Source data
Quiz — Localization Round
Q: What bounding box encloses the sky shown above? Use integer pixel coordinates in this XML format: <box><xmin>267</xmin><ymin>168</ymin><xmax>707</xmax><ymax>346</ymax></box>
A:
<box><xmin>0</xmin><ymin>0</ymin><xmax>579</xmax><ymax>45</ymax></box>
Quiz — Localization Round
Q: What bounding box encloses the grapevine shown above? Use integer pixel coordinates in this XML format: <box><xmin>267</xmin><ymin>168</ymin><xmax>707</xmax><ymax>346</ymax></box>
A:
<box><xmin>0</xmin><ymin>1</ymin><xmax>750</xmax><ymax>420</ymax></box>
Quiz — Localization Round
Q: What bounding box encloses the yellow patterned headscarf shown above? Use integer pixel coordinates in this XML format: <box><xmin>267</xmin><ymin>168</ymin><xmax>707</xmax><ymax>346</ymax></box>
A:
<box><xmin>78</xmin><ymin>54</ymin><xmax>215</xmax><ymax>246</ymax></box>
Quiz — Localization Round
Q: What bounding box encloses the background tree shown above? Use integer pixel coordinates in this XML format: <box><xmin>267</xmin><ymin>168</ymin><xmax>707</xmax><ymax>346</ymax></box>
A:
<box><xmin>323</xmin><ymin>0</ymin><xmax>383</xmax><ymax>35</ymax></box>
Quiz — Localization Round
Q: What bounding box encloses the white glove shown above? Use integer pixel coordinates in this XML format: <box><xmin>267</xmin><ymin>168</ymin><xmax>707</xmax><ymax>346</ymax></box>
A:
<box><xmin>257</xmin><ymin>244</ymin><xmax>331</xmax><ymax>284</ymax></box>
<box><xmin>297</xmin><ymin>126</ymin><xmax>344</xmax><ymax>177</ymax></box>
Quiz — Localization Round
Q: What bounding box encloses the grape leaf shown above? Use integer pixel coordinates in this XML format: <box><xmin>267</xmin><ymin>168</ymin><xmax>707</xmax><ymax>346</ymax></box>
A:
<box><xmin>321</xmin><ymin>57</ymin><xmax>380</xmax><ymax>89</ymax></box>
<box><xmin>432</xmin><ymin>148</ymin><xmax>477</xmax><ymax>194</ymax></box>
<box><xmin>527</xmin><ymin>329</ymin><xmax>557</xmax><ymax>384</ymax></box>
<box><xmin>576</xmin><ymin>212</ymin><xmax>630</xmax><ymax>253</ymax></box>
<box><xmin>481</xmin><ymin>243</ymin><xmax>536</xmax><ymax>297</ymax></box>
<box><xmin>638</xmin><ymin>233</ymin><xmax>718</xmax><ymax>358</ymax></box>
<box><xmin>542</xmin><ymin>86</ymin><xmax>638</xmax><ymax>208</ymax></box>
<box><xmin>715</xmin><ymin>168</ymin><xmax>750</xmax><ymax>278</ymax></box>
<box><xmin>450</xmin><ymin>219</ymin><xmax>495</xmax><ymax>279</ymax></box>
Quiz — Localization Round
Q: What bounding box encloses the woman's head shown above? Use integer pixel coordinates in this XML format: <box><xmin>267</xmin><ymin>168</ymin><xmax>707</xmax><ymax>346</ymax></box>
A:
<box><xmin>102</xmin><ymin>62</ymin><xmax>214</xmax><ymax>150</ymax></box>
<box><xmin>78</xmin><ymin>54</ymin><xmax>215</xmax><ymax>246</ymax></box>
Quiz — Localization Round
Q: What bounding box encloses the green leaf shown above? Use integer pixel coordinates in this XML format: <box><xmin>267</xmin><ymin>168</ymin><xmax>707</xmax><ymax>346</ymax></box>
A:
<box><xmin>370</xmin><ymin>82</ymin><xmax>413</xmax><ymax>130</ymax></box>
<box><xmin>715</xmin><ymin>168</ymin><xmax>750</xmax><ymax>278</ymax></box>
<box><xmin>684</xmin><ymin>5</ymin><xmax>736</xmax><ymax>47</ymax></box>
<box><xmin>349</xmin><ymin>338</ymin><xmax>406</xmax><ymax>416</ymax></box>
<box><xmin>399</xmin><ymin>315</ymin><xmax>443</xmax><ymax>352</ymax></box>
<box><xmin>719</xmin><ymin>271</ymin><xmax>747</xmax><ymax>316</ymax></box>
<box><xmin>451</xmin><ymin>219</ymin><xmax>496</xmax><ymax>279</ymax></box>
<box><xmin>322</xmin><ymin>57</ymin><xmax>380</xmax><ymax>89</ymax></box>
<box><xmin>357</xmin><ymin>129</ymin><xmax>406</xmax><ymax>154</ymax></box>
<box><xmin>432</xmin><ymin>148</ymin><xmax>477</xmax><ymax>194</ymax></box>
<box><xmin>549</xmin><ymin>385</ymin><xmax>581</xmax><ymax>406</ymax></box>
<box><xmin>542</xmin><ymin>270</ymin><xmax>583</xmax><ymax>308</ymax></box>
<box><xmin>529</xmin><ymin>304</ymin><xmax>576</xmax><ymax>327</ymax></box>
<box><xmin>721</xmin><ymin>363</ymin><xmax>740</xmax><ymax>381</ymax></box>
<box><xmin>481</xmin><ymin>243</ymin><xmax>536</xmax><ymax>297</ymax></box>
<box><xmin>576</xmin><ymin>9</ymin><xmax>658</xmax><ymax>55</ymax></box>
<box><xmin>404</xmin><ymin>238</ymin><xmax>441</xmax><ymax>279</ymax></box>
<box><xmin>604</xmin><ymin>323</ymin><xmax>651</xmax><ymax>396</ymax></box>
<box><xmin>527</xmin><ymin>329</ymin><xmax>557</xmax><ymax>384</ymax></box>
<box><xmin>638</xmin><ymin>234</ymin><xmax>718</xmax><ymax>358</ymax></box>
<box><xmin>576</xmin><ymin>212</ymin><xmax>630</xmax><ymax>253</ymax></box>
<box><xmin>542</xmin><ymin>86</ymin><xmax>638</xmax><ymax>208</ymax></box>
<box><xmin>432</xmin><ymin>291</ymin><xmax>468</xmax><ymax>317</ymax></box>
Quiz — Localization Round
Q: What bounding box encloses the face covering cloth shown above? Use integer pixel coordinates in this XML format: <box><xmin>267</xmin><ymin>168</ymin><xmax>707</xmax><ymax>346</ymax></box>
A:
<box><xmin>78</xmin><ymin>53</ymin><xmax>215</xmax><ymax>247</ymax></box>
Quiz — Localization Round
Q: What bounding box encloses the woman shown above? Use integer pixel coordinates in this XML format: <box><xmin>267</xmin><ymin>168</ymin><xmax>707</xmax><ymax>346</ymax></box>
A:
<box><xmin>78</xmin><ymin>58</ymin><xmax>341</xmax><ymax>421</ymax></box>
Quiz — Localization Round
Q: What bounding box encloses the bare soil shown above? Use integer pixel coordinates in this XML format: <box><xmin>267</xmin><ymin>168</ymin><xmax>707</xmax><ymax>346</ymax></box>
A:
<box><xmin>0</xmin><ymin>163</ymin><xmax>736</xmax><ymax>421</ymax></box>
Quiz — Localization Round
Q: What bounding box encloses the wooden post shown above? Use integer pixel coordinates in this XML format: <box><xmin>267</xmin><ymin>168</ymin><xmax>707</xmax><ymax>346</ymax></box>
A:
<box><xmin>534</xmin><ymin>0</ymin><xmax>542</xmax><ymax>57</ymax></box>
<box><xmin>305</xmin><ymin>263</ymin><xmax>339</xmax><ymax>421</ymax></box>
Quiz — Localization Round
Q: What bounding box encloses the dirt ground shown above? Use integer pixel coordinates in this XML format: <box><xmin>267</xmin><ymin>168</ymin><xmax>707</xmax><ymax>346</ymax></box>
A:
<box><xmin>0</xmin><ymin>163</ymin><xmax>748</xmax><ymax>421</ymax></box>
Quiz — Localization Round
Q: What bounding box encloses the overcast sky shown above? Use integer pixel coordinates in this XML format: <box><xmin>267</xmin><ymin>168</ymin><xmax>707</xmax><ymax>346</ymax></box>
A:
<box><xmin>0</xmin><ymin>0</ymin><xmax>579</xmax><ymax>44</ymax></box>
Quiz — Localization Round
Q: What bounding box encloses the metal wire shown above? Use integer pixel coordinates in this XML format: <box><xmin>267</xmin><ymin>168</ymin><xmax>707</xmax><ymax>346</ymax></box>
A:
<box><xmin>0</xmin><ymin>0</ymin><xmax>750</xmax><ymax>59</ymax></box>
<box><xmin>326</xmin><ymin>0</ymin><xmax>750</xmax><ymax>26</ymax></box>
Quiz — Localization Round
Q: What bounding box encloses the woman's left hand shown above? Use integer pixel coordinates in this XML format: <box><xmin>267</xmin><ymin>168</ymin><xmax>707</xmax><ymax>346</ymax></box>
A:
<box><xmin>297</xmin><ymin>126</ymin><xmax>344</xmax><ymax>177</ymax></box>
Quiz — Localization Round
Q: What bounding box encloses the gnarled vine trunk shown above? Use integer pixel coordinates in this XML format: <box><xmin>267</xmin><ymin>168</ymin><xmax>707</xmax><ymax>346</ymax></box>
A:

### [The request]
Please list every line of the items above that contains the word "woman".

### [Solution to the exercise]
Q: What bounding box encloses the woman's head shown above? Use integer pixel coordinates in this XML format: <box><xmin>267</xmin><ymin>168</ymin><xmax>707</xmax><ymax>346</ymax></box>
Q: What bounding box encloses the woman shown above? Use integer pixel coordinates in this XML format: <box><xmin>267</xmin><ymin>168</ymin><xmax>707</xmax><ymax>346</ymax></box>
Q: What bounding box encloses the woman's left hand shown above? Use integer pixel coordinates in this XML format: <box><xmin>267</xmin><ymin>168</ymin><xmax>707</xmax><ymax>346</ymax></box>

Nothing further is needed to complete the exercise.